List every line of the rows below that contains the word "instance", treating case as significant.

-- Begin Task material --

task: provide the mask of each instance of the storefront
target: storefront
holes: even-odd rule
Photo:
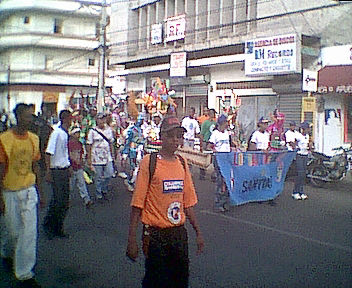
[[[333,155],[333,148],[352,142],[352,65],[325,66],[318,72],[317,148]]]

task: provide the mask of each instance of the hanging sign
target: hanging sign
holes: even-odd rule
[[[247,41],[245,74],[259,76],[300,73],[299,47],[300,41],[296,34]]]
[[[166,20],[165,42],[184,39],[185,31],[186,31],[185,15],[168,18]]]
[[[186,76],[187,53],[171,53],[170,56],[170,77]]]

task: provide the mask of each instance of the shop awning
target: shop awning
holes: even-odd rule
[[[352,94],[352,65],[325,66],[320,69],[318,93]]]

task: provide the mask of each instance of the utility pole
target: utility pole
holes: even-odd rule
[[[106,0],[103,0],[100,15],[100,31],[99,31],[99,86],[97,98],[97,110],[103,112],[104,92],[105,92],[105,53],[106,53]]]
[[[11,68],[10,65],[7,66],[7,111],[10,112],[10,76],[11,76]]]

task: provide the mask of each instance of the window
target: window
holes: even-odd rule
[[[54,33],[61,34],[62,33],[62,20],[54,19]]]
[[[45,56],[45,70],[53,70],[54,68],[54,57]]]

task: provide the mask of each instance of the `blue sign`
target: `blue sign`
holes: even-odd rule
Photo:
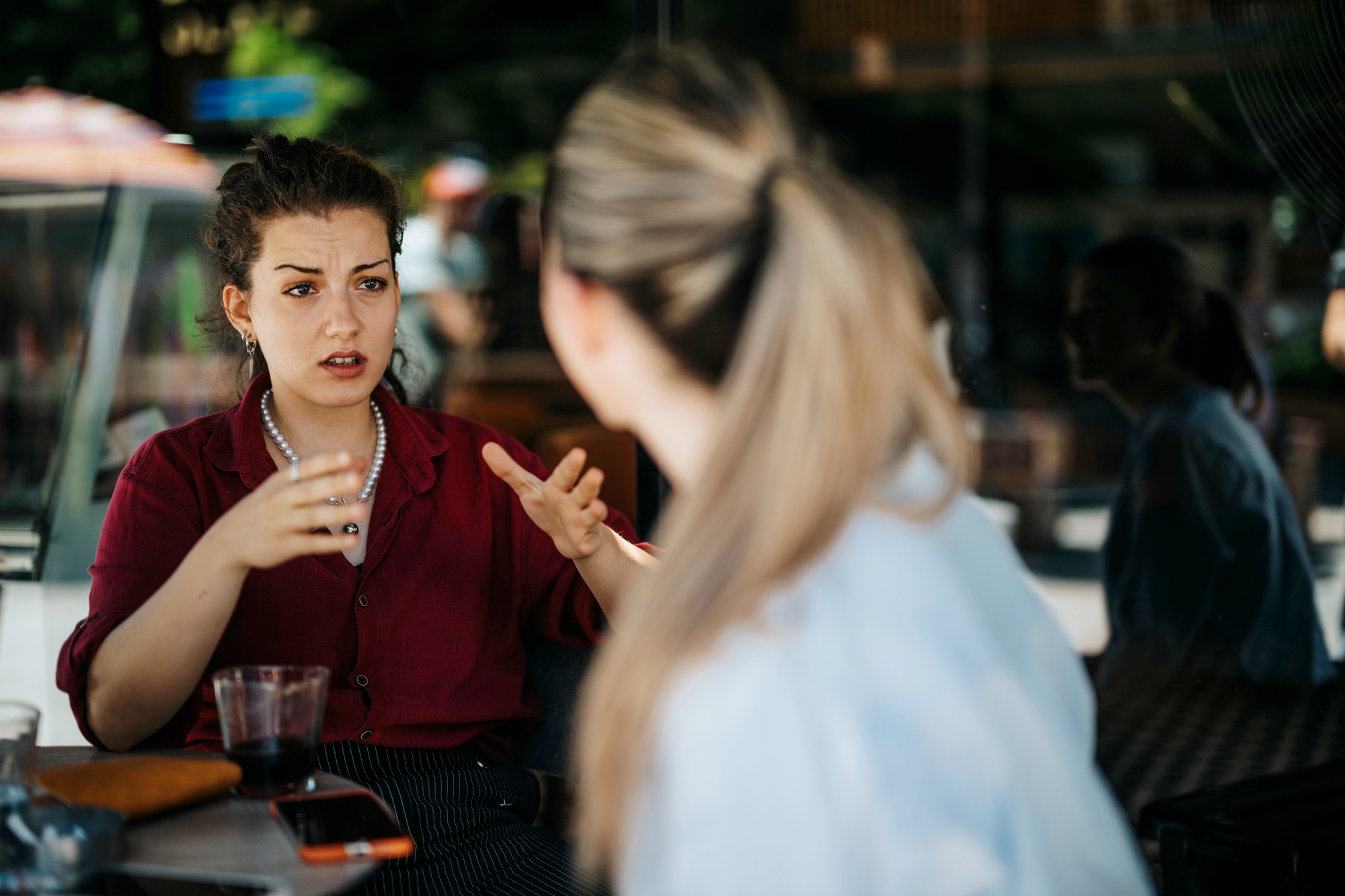
[[[312,110],[312,75],[214,78],[196,85],[196,121],[297,118]]]

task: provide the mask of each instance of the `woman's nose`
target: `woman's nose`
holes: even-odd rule
[[[355,316],[354,303],[348,296],[334,295],[327,311],[327,335],[350,338],[358,332],[359,318]]]

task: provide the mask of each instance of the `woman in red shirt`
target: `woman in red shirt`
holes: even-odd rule
[[[654,561],[597,499],[601,474],[576,482],[580,452],[549,476],[379,385],[399,389],[395,184],[321,140],[249,155],[207,245],[256,375],[122,471],[58,685],[97,745],[221,749],[214,670],[327,666],[319,767],[378,791],[417,842],[371,892],[569,892],[514,764],[541,718],[527,646],[593,643]]]

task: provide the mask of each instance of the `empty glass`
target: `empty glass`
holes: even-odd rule
[[[312,787],[328,677],[325,666],[234,666],[215,673],[225,755],[243,770],[239,796]]]
[[[0,701],[0,891],[27,889],[36,838],[23,821],[38,757],[38,710]]]
[[[38,757],[38,717],[28,704],[0,701],[0,806],[23,806]]]

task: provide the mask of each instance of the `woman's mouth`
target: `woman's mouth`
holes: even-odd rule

-- End Task material --

◆ **The output**
task: provide the mask of each instance of the storefront
task: provide the mask of each instance of the hanging sign
task: provide the mask of each instance of the shop awning
task: provide the mask of each instance of the utility pole
task: provide the mask of each instance of the window
task: provide the mask of each instance of the `blue sign`
task: provide the mask of each instance of the `woman's nose`
task: provide the mask of each instance of the `woman in red shirt`
task: provide the mask of each instance of the `empty glass`
task: provide the mask of each instance of the `woman's mouth`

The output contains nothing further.